> Aim of the task
Could you copy out all of the entries exactly?

===== Data for the task

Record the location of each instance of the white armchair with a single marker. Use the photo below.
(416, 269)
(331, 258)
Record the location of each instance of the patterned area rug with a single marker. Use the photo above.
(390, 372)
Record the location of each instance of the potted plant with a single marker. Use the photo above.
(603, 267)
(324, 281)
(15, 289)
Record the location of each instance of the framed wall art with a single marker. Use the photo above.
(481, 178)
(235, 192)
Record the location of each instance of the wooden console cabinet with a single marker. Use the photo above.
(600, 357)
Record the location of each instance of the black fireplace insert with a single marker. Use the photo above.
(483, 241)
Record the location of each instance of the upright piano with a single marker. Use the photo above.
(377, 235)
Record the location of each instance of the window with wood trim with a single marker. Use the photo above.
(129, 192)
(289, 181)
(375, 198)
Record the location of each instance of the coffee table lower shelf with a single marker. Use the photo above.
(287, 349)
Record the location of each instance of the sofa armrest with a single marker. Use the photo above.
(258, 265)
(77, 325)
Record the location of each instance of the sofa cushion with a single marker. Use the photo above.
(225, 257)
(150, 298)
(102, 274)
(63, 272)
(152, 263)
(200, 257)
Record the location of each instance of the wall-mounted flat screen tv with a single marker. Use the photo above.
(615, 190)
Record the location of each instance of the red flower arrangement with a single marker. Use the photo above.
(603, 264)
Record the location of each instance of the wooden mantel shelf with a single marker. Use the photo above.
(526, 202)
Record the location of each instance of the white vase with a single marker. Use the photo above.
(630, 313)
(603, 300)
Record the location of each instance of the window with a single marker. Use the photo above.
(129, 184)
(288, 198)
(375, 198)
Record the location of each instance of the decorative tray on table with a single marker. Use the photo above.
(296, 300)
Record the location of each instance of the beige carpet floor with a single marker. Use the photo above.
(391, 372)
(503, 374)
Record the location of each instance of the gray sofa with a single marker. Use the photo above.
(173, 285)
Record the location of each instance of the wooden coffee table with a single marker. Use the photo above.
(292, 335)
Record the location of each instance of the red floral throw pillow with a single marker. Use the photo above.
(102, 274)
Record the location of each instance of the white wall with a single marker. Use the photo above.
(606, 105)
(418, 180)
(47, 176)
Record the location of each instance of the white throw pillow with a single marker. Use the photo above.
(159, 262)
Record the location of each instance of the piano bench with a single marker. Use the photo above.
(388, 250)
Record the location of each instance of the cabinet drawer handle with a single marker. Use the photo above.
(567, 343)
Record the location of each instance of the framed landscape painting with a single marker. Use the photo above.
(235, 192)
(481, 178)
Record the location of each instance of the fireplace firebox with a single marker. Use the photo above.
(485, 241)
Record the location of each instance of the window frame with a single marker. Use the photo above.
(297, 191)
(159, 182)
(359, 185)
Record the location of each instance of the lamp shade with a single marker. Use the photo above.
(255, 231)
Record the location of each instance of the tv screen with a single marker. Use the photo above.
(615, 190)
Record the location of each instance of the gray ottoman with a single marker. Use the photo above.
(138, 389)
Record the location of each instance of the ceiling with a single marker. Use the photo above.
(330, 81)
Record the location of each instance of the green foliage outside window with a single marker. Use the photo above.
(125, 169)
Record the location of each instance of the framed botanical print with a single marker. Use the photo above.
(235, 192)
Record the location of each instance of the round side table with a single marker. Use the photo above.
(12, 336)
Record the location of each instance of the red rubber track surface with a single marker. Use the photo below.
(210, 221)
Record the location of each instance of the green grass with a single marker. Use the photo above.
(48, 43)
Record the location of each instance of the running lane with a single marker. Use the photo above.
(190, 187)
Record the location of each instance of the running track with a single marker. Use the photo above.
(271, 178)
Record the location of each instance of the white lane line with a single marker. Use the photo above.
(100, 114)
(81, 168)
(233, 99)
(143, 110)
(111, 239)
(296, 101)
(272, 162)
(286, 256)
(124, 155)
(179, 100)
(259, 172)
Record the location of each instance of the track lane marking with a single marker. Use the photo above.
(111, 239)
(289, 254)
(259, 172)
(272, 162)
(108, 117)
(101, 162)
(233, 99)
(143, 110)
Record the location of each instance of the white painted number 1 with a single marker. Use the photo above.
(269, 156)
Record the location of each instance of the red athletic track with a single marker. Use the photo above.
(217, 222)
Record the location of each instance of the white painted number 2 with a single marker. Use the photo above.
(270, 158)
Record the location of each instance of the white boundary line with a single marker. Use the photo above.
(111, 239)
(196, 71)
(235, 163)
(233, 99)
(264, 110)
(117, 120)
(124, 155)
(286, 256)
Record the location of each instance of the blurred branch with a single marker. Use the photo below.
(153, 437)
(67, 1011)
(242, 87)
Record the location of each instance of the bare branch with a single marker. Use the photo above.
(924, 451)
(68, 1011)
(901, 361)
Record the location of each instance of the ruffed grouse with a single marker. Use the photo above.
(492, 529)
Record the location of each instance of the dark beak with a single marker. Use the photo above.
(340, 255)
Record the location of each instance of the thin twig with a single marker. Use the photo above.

==========

> Task solution
Record the location of each instance of the white armchair with a single marker. Use the photo below.
(416, 269)
(331, 258)
Record the location of each instance of the patterned area rug with a single marker. Use the photo above.
(390, 372)
Record the location of each instance of the potted plant with a single marker. Use the photo above.
(603, 267)
(324, 281)
(15, 289)
Record the location of each instance of the framed wall art with a single marker. Use the photo above.
(481, 178)
(235, 192)
Record the location of each instance of the wooden console cabinet with a single marker. Use the photo above.
(600, 357)
Record the location of each instance of the black fireplace insert with a single marker. Use the photo above.
(483, 241)
Record the location of each instance of the upright piano with a single marker. Use the photo above.
(377, 235)
Record the location of each instance of the window with wood trim with a single marker. Use the photo above.
(129, 192)
(289, 181)
(375, 198)
Record the location of each instance of the coffee table lower shelf with a single marker. Use the photo above.
(287, 349)
Record the location of each instance of the sofa armrest with a single marker. Use the photo above.
(258, 265)
(77, 325)
Record the location of each instance of the sofa cushion with a single marker. Use the photo above.
(225, 257)
(150, 298)
(102, 274)
(63, 272)
(152, 263)
(200, 257)
Record the location of each instance of the wall-mounted flat screen tv with a single marker. Use the photo above.
(615, 190)
Record the location of each instance of the red flower arrangement with a single marker. Use the photo above.
(603, 264)
Record the location of each instance of the wooden mantel shelf with a single marker. Use the photo above.
(526, 202)
Record the location of each instance of the white vase with a single marker. Use the photo above.
(630, 313)
(603, 300)
Record the location of each instance of the window with a single marker. Use the photo above.
(129, 184)
(288, 198)
(375, 198)
Record the location of each instance of the decorative tray on table with a single marker. Use the photo above.
(296, 300)
Record the location of each instance of the beige carpet floor with a single marker. Use the photo above.
(391, 372)
(503, 374)
Record the location of each instance of the gray sofa with a single marker. Use the photo above.
(173, 285)
Record the location of each instance of the wooden coffee table with a single marker. Use the photo above.
(292, 335)
Record the location of each instance of the red floral throw pillow with a single marker. Use the photo above.
(102, 274)
Record the location of each instance of the white wall with a single marker. Use the photo above.
(606, 105)
(418, 180)
(47, 176)
Record the location of each instance of the white throw pillow with a single marker. Use the photo above.
(159, 262)
Record the location of each instance of the piano bench with a single marker. Use the photo above.
(388, 250)
Record the location of each instance of the cabinet drawer handle with a single marker. Use the photo above.
(567, 343)
Record the location of each instance of the framed landscape painting with a single marker. Use the photo above.
(235, 192)
(481, 178)
Record the location of each instance of the fireplace firebox with a single marker. Use the photo above.
(485, 241)
Record the location of each instance of the window frame with a single marker. Use the photo above.
(297, 191)
(159, 182)
(359, 185)
Record the location of each instance of the lamp shade with a single marker. Use the photo above.
(255, 231)
Record the location of each instance of the tv screen with a single marker. Use the photo above.
(615, 190)
Record the location of each instance of the gray ottoman with a single marker. Use the photo above.
(138, 389)
Record the location of each instance of the ceiling with a single marker. Use the photo above.
(330, 81)
Record the location of each instance of the green foliage outside window with a single marker. Use the photo above.
(125, 169)
Record the location of each instance of the framed botanical print with a single marker. Use the photo above.
(235, 192)
Record the location of each instance of the round side table with a single marker. Use the photo above.
(12, 336)
Record the location of each instance of the red rubber track surface with a single marker. Use the photo below.
(210, 221)
Record the location of each instance of the green grass with a single marker. Use the photo above.
(48, 43)
Record the location of each instance of the running lane with a single marker. Use the photo above.
(190, 187)
Record the location of each instance of the running track with a single marker. Use the photo above.
(271, 178)
Record the location of each instance of the white lane line with a single marker. Use the photo above.
(100, 114)
(81, 168)
(233, 99)
(143, 110)
(111, 239)
(296, 101)
(272, 162)
(286, 256)
(124, 155)
(179, 100)
(259, 172)
Record the location of each instance of the track lane marking with a single marker. Use the photo above.
(111, 239)
(289, 254)
(259, 172)
(272, 162)
(108, 117)
(101, 162)
(233, 99)
(143, 110)
Record the location of each instance of the white painted number 1 with a single marker. Use the photo above.
(269, 156)
Record the location of each instance of the red athletic track with a single marker. Use the photo above.
(217, 222)
Record the location of each instance of the white painted number 2 with a single marker. Use the photo above.
(270, 158)
Record the location of each instance of the white boundary line with a single marker. Use the photo above.
(111, 239)
(196, 71)
(235, 163)
(233, 99)
(264, 110)
(117, 120)
(124, 155)
(286, 256)
Record the location of each instance of the blurred branch with a single marker. Use the photo below.
(153, 437)
(67, 1011)
(242, 87)
Record the location of each instance of the bare branch with a single marker. Use the photo above.
(924, 451)
(68, 1011)
(901, 361)
Record the location of each instance of the ruffed grouse with a single marker. Use the photo above.
(492, 529)
Record the location of each instance of the dark beak with a single marker. Use the photo above.
(340, 255)
Record the location of each instance of the thin twig with a single marker. Use the photo above.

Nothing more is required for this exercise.